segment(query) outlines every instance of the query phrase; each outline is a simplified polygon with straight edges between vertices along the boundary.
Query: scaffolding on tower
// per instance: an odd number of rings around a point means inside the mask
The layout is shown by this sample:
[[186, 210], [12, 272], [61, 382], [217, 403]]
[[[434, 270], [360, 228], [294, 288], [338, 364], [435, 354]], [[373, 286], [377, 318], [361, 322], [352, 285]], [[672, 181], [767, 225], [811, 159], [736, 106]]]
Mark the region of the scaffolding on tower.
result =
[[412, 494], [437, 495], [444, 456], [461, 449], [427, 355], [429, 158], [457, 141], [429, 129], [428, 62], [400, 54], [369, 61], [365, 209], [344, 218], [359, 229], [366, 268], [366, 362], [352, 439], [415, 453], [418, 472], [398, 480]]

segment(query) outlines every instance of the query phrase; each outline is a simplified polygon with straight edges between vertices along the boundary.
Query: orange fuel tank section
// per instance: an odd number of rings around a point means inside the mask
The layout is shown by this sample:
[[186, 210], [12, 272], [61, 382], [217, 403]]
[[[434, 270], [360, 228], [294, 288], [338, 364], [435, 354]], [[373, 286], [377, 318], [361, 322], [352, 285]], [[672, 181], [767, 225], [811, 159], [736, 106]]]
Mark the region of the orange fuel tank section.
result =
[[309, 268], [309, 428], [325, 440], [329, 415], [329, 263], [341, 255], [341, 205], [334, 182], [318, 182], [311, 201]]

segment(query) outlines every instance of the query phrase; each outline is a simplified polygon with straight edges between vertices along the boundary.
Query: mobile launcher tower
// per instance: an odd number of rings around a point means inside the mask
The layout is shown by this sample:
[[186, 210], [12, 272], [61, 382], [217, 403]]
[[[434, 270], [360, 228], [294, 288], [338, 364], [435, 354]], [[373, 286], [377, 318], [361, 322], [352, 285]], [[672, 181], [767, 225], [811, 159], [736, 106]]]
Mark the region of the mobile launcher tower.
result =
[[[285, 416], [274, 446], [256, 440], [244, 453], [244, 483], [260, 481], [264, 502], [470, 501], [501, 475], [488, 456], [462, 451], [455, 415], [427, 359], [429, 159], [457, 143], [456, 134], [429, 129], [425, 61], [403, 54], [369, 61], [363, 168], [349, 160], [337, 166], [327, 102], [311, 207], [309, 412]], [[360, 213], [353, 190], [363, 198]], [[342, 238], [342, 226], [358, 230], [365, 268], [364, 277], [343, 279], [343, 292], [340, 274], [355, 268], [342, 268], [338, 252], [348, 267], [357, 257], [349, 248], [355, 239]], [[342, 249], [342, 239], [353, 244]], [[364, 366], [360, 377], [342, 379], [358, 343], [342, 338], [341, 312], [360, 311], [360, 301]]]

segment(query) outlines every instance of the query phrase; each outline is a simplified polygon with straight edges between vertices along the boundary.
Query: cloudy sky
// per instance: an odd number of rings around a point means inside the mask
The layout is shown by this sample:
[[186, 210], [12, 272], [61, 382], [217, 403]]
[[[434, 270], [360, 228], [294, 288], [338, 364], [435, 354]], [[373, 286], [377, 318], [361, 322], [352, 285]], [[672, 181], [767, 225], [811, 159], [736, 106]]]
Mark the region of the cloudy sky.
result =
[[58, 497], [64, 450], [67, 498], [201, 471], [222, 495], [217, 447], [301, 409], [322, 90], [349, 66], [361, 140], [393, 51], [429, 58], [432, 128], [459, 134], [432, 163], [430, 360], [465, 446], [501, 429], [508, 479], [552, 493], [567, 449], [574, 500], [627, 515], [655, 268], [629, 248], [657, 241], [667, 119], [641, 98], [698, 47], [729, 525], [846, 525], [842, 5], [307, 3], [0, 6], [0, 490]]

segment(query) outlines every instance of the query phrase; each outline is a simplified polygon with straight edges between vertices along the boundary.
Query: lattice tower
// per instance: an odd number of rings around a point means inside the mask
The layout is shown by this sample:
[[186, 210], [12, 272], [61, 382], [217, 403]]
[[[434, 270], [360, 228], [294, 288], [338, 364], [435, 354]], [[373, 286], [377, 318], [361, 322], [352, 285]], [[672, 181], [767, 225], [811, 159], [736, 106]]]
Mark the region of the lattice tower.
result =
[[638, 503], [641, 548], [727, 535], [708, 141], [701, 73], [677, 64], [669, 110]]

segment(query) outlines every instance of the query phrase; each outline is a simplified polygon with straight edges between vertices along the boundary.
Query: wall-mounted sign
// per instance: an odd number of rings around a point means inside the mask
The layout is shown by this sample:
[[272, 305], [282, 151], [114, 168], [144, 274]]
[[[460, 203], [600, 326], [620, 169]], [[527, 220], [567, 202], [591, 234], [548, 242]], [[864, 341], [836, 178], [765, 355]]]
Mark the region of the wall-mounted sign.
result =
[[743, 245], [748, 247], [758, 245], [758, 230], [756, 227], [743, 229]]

-*-*-

YOUR TASK — Give every line of the data above as a JSON list of strings, one string per line, leaving out blank lines.

FULL ANSWER —
[
  "segment(query) outlines every instance of the query phrase; each outline is a simplified polygon with straight edges between vertices along the boundary.",
  "Query: scaffolding on tower",
  "// per instance: an odd number of rings around a point means inside the mask",
  "The layout is shown by this sample:",
  "[[186, 210], [12, 272], [61, 382], [217, 403]]",
  "[[[434, 270], [360, 228], [294, 288], [338, 364], [435, 354]], [[373, 286], [377, 318], [361, 322], [352, 285]], [[672, 181], [767, 225], [811, 159], [736, 106]]]",
  "Mark the region of the scaffolding on tower.",
  "result =",
  "[[412, 494], [437, 495], [444, 456], [461, 449], [427, 355], [429, 158], [457, 141], [429, 129], [428, 62], [400, 54], [369, 61], [365, 209], [344, 218], [359, 229], [366, 268], [366, 362], [352, 439], [415, 453], [418, 472], [398, 480]]",
  "segment(query) outlines every instance of the query phrase; each outline is a simplified polygon with straight edges between vertices along the boundary.",
  "Query: orange fuel tank section",
  "// per instance: an odd number of rings around a point means inside the mask",
  "The layout is shown by this sample:",
  "[[186, 210], [12, 272], [61, 382], [217, 403]]",
  "[[[434, 270], [360, 228], [294, 288], [338, 364], [435, 354]], [[373, 286], [377, 318], [361, 322], [352, 285]], [[672, 181], [767, 225], [811, 159], [736, 106]]]",
  "Mark the region of the orange fuel tank section.",
  "result =",
  "[[309, 268], [309, 428], [325, 440], [329, 415], [329, 263], [341, 255], [341, 205], [334, 182], [318, 182], [311, 201]]",
  "segment(query) outlines every instance of the query phrase; each outline is a simplified polygon with straight edges between vertices along the boundary.",
  "Query: mobile launcher tower",
  "// per instance: an odd number of rings around a point means inside the mask",
  "The layout is shown by this sample:",
  "[[186, 210], [12, 272], [61, 382], [217, 403]]",
  "[[[434, 270], [360, 228], [294, 288], [338, 364], [435, 354]], [[373, 286], [377, 318], [361, 322], [352, 285]], [[672, 181], [767, 225], [811, 159], [736, 106]]]",
  "Mark the region of the mobile launcher tower.",
  "result =",
  "[[[285, 416], [274, 446], [256, 440], [244, 453], [244, 483], [260, 481], [264, 502], [470, 501], [501, 475], [488, 456], [462, 451], [455, 415], [427, 359], [429, 159], [457, 143], [456, 134], [429, 129], [425, 61], [403, 54], [369, 61], [363, 168], [349, 160], [337, 166], [327, 102], [311, 207], [309, 412]], [[360, 213], [353, 190], [363, 198]], [[342, 238], [342, 226], [358, 230], [365, 268], [364, 277], [343, 279], [343, 292], [340, 274], [355, 268], [342, 268], [338, 252], [348, 267], [357, 257], [349, 248], [355, 239]], [[342, 249], [342, 239], [353, 244]], [[364, 366], [360, 377], [342, 379], [358, 343], [342, 338], [341, 312], [360, 311], [360, 301]]]",
  "segment(query) outlines every instance of the query phrase; each outline is a simplified polygon with straight edges between vertices along the boundary.",
  "Query: cloudy sky",
  "// per instance: an odd number of rings around a point means inside the mask",
  "The layout is shown by this sample:",
  "[[186, 210], [12, 272], [61, 382], [217, 403]]",
  "[[[434, 270], [360, 228], [294, 288], [338, 364], [435, 354]], [[373, 286], [377, 318], [361, 322], [352, 285]], [[672, 181], [767, 225], [811, 159], [736, 106]]]",
  "Mark the region of the cloudy sky.",
  "result =",
  "[[58, 497], [64, 450], [67, 498], [201, 471], [222, 495], [217, 447], [301, 409], [322, 90], [349, 66], [361, 140], [393, 51], [429, 58], [432, 128], [459, 134], [432, 163], [430, 360], [465, 446], [501, 429], [508, 479], [552, 493], [567, 449], [574, 500], [627, 515], [655, 268], [629, 248], [657, 241], [667, 119], [641, 98], [698, 47], [729, 525], [846, 525], [842, 5], [307, 3], [0, 6], [0, 490]]",
  "segment(query) outlines every instance of the query phrase; each outline is a simplified polygon with straight edges between vertices along the boundary.",
  "Query: lattice tower",
  "// per instance: an odd number of rings around a point means inside the mask",
  "The layout is shown by this sample:",
  "[[186, 210], [12, 272], [61, 382], [217, 403]]",
  "[[[434, 270], [360, 228], [294, 288], [338, 364], [435, 354]], [[373, 286], [377, 318], [361, 322], [352, 285]], [[672, 181], [767, 225], [811, 159], [736, 106]]]",
  "Mark the region of the lattice tower.",
  "result =",
  "[[638, 503], [641, 548], [727, 535], [708, 141], [701, 73], [677, 64], [669, 110]]",
  "segment(query) outlines every instance of the query phrase; each outline is a simplified polygon with straight edges between vertices along the boundary.",
  "Query: wall-mounted sign",
  "// per instance: an odd number of rings around a point means inside the mask",
  "The layout is shown by this sample:",
  "[[272, 305], [282, 151], [114, 168], [144, 274]]",
  "[[[460, 203], [600, 326], [620, 169]], [[527, 220], [567, 202], [591, 234], [548, 242]], [[864, 341], [836, 178], [765, 355]]]",
  "Mark the region of the wall-mounted sign.",
  "result =",
  "[[743, 245], [748, 247], [758, 245], [758, 230], [756, 227], [743, 229]]"
]